___ EXCERPT TO READ ___

Re: [tied] Re: cardinal points

From: george knysh
Message: 21703
Date: 2003-05-10

--- alex_lycos <altamix@...> wrote:
> george knysh wrote:
> >
> > GK: I am not just quoting any ancient
> writers,
> > Alex, but writers who were in an excellent
> position to
> > know what they were talking about. The Romans had
> > frequent contacts with the Bastarnae on the Lower
> > Danube. So the quality of this information is
> > infinitely more reliable than Strabo's or
> > Polybius'.
>
> The same did the Greeks begining with VI century BC;
> they have knew very
> well the Thracians we should we not belive them?

*****GK: What does this comment have to do with the
Bastarnae being Germanic? Incoherent phrasings usually
indicate incoherent thought processes. What in the
world are you talking about?******
>
> >
> > GK: You don't seem to have done this with
> respect
> > to the Bastarnae. So here what you are doing is
> > advancing not just a rumour but an unverified
> rumour
> > as a counter-argument to very solid evidence. No
> dice
> > I'm afraid.
>
> You are right. I do not intend to give my own
> opinion about Bastarnae. I
> mentioned some shcolars -beside what Tacitus sayd -
> they belive these
> Bastarnae should have been Celtic. And as matter of
> fact in the north of
> Danube but in South too, there are a lot of traces
> of celtic
> denomination but no germanic one. (in thracian
> space, of course)

*****GK: The Bastarnae were located in today's
Moldavia, and at the mouth of the Danube. The very
name of "Moldavia" is ultimately derived from a
Germanic root (a river name). But this (and other
hydronyms and toponyms) only confirms what we already
know from reliable historical sources.*****
> >
> > GK: Yes. Various Germanic peoples (including
> the
> > Goths and Gepidae) also "left" areas contiguous to
> > those of Slavic settlements. But they left a
> number of
> > loanwords as evidence of their earlier presence.
> One
> > would have expected something similar in the case
> of
> > Dacians turned Romanians (as per your theory).
> You've
> > provided nothing yet.
>
> (Alex)You are driving into one paradox. Assuming the
> ProtoRomanians have been
> somewhere in Balkan or North Italy, tehy should have
> had at least
> frankish or Langobard influence. Due missing these
> influences (as per
> your theory), they are neither in Balkan, nor in
> North of Italy. Have
> you a better place for them?

******GK: I tend to agree with those scholars and
commentators who see the proto-Romanians as initially
inhabiting (in pockets) large areas of the Balkans
south of the Danube, i.e. in Roman territory later
breached by the Slavs. Why should they have borrowed
anything from Lombards or Franks? I don't see anything
mean or degrading about some of these populations
(with other elements assimilated to them)subsequently
trekking northward across the Danube and occupying the
lands of contemporary Romania, creating mediaeval
states there, and ultimately evolving into the modern
Romanian (incl. Moldavians) ethnicity. Why is it
necessary to fantasize their being descendants of 2nd
c. Dacians?*****
>
> >
> > The cronics are
> >> silent regarding the
> >> working population
> >
> > GK: They're also silent about any kind of
> > proto-Romanian population north of the Danube
> before
> > the 2nd millennium AD.

___ DATASET EXTRACT ___

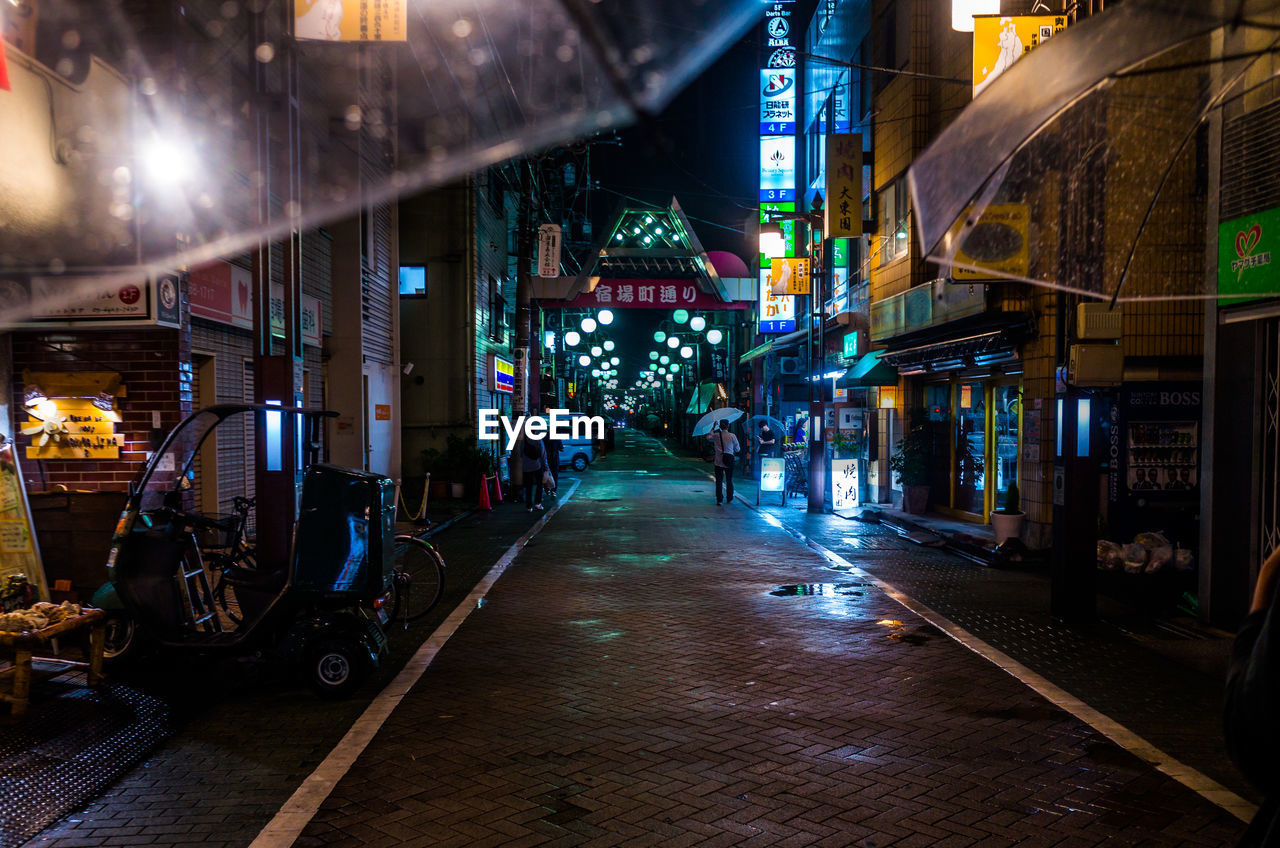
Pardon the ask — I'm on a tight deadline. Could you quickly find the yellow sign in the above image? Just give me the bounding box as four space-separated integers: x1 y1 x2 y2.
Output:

___

**WHAT TO WORK ON**:
(A) Summarize the message in two sentences.
(B) Translate this sentence from the message into Spanish: "The Bastarnae were located in today's Moldavia, and at the mouth of the Danube."

**FINAL ANSWERS**:
(A) The author maintains that the Bastarnae, located in today's Moldavia and at the mouth of the Danube, were Germanic, relying on Roman sources that had frequent contacts with them and noting that the name "Moldavia" derives from a Germanic root. The author also holds that the proto-Romanians first lived in pockets south of the Danube and later moved northward into present-day Romania, and questions the need to see them as descendants of 2nd-century Dacians.

(B) Los bastarnas estaban situados en la actual Moldavia y en la desembocadura del Danubio.